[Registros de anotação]

◆ ◆ ◆ ◆ ◆

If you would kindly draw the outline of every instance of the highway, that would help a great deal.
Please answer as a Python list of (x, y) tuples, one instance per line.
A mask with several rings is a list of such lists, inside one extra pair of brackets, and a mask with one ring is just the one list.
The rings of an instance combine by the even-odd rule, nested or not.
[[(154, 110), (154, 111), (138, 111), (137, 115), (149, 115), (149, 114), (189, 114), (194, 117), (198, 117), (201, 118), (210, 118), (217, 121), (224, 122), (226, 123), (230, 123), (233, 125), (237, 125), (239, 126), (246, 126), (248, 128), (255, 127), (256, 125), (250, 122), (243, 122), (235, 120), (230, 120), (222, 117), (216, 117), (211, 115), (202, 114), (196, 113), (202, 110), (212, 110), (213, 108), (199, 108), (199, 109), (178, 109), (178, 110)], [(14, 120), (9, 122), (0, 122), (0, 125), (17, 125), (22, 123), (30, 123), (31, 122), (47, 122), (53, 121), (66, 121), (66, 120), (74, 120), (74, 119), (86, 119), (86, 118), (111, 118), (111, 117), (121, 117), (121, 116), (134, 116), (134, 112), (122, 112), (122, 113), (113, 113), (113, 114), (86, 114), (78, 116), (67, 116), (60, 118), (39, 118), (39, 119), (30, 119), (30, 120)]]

◆ ◆ ◆ ◆ ◆

### Enunciado da tarefa
Atualize os dados acima, trocando "highway" por "road" em todos eles e repetindo todo o resto sem nenhuma mudança.

### Em resposta
If you would kindly draw the outline of every instance of the road, that would help a great deal.
Please answer as a Python list of (x, y) tuples, one instance per line.
A mask with several rings is a list of such lists, inside one extra pair of brackets, and a mask with one ring is just the one list.
The rings of an instance combine by the even-odd rule, nested or not.
[[(154, 110), (154, 111), (138, 111), (137, 115), (149, 115), (149, 114), (189, 114), (194, 117), (198, 117), (201, 118), (210, 118), (217, 121), (224, 122), (226, 123), (230, 123), (233, 125), (237, 125), (239, 126), (246, 126), (248, 128), (255, 127), (256, 125), (250, 122), (243, 122), (235, 120), (230, 120), (222, 117), (216, 117), (211, 115), (202, 114), (196, 113), (202, 110), (212, 110), (213, 108), (199, 108), (199, 109), (178, 109), (178, 110)], [(14, 120), (9, 122), (0, 122), (0, 125), (17, 125), (22, 123), (30, 123), (31, 122), (47, 122), (53, 121), (66, 121), (66, 120), (74, 120), (74, 119), (86, 119), (86, 118), (111, 118), (111, 117), (121, 117), (121, 116), (134, 116), (134, 112), (122, 112), (122, 113), (113, 113), (113, 114), (86, 114), (78, 116), (67, 116), (60, 118), (39, 118), (39, 119), (30, 119), (30, 120)]]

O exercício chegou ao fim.